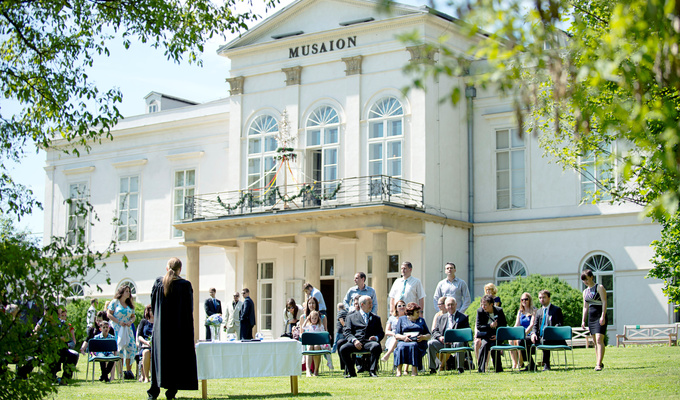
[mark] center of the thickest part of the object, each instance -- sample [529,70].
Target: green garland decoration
[307,189]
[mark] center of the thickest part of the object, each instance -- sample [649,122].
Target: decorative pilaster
[352,65]
[236,85]
[293,75]
[422,54]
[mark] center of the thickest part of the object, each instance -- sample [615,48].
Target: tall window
[322,131]
[185,184]
[510,170]
[128,208]
[510,270]
[385,138]
[262,154]
[77,220]
[266,284]
[603,270]
[597,175]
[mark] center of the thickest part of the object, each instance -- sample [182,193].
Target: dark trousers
[484,351]
[346,356]
[246,330]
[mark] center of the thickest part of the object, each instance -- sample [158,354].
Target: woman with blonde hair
[526,317]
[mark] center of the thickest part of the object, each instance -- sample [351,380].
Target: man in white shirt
[453,287]
[407,288]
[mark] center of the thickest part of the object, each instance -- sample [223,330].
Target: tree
[594,79]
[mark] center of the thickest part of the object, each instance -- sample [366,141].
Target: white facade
[335,69]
════════════════════
__GOAL__: Rewrite the whole listing above with "thickest" swapped for "widest" everywhere it occurs, keeping everything else the same. Omit the picture lines.

__OUTPUT OF THE TASK__:
[mark] center of the widest part of the object, each instance -- sample [529,70].
Target: green garland decoration
[307,189]
[mark] center of the widest part of the object, each instance -- sample [649,122].
Target: decorative pilaster
[352,65]
[236,85]
[293,75]
[422,54]
[mark] center of the widest part of the object, each instance -- sample [615,48].
Target: tall window
[322,131]
[185,184]
[510,170]
[128,208]
[510,270]
[385,138]
[262,154]
[77,220]
[266,284]
[603,270]
[597,175]
[mark] center of the widest part of the object, each instance -- sample [182,193].
Target: dark trousers
[484,351]
[346,356]
[246,330]
[mark] center of the widest part of the object, each instance -- sample [158,354].
Target: woman with blonde hair
[526,317]
[mark] center of the widest part of the object, each instance -- sample [351,380].
Target: man in white shirt
[453,287]
[407,288]
[mark] center of the widest part of the object, each instance -- sample [223,330].
Target: tree
[594,79]
[mark] center of the widest part of the object, each instance -- sample [366,141].
Target: white facade
[335,69]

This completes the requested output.